══ Text block

The impression I received reading The Bonecarver was that there were often certain settings and scenes that Snyman wanted and so came up with explanations for them regardless of how much sense those explanations made. In order to have a long, protracted chase scene through the highschool, the highschool has to be large enough to accommodate it (including a ventilation system large enough for people to crawl through), despite a small New England town theoretically not needing a school that big. Rachel finds the boneless corpse in the boiler room of the old school house, which is described equally as being part of the physical structure of the modern high school but also considered a distinctly separate part of the high school because of its disuse, but why would the original school house have a boiler room when it had no plumbing? These are just two examples but this felt like a problem throughout.

Another main issue I took with the book was the almost casual use of sexual assault and threat of sexual violence. While in the Fae world, Rachel is sexually assaulted when a soldier sneaks up and grabs her from behind, fondling her breast in the process, before explaining how he’s going to rape her. She’s able to free herself and escape but the whole scene lacks any emotional punch; the fact that a high school girl was able to extricate herself from an adult, professional soldier with a single backwards thrown elbow makes it seem like the scene was written more to provide Rachel a horse to ride to advance the plot. In that case, threatening to have her raped feels like a cheap gimmick to up the danger of the scene that could have had as much gravitas without it.

We also encounter Nova, a king in the Fae world and brother to Orion, the ally that Rachel goes in search of. While he is present in the book, we learn that he has threatened to rape her in the past but despite this they almost have a cordial interaction when she helps him search for something he lost. However, when confronted with his brother, Nova sexually assaults Rachel in front of him by licking the side of her face and telling Orion what he wants to do to her, using this threat of sexual violence to force Orion to agree to leave the Fae world. Again, this feels like this happens because of the math that if violence is bad, then sexual violence must be worse, when it was completely unnecessary for the scene.

It does make a certain amount of sense when you consider that Rachel Cleary and The Bonecarver definitely fall into that subrenre of dark fantasy YA fiction characterized by Twilight, of the young female protagonist who doesn’t know her own attractiveness but most male characters desire. If Rachel’s worth stems from her unrealized beauty and physical body, then it makes sense that threats to her would be based around the thing being valued. Ultimately, this is the main conflict of The Bonecarver and the primary impetus for why the threat of the Bonecarver exists, which is a sad commentary on why these male characters find her to be important.

Ultimately The Bonecarver didn’t work for me but if you’re a fan of YA dark fantasy focusing around a female protagonist meant to be strong, overcoming challenges and defeating threats, then it may be for you.

════

Task 1:
According to the book review, where does Rachel find the boneless corpse?
Task 2:
Rewrite the book review from "It does make" up to and including "to be important.", swapping "Twilight" for "Divergent".

══ Data extract

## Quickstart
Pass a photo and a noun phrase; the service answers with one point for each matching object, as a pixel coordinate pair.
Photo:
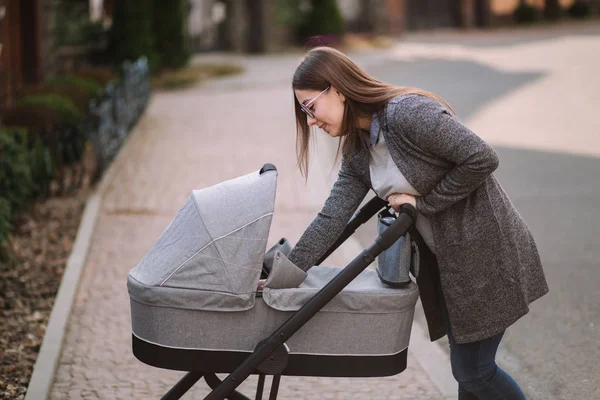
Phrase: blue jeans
(474, 368)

════

Task solution 1:
In the boiler room of the old school house.

Task solution 2:
It does make a certain amount of sense when you consider that Rachel Cleary and The Bonecarver definitely fall into that subrenre of dark fantasy YA fiction characterized by Divergent, of the young female protagonist who doesn’t know her own attractiveness but most male characters desire. If Rachel’s worth stems from her unrealized beauty and physical body, then it makes sense that threats to her would be based around the thing being valued. Ultimately, this is the main conflict of The Bonecarver and the primary impetus for why the threat of the Bonecarver exists, which is a sad commentary on why these male characters find her to be important.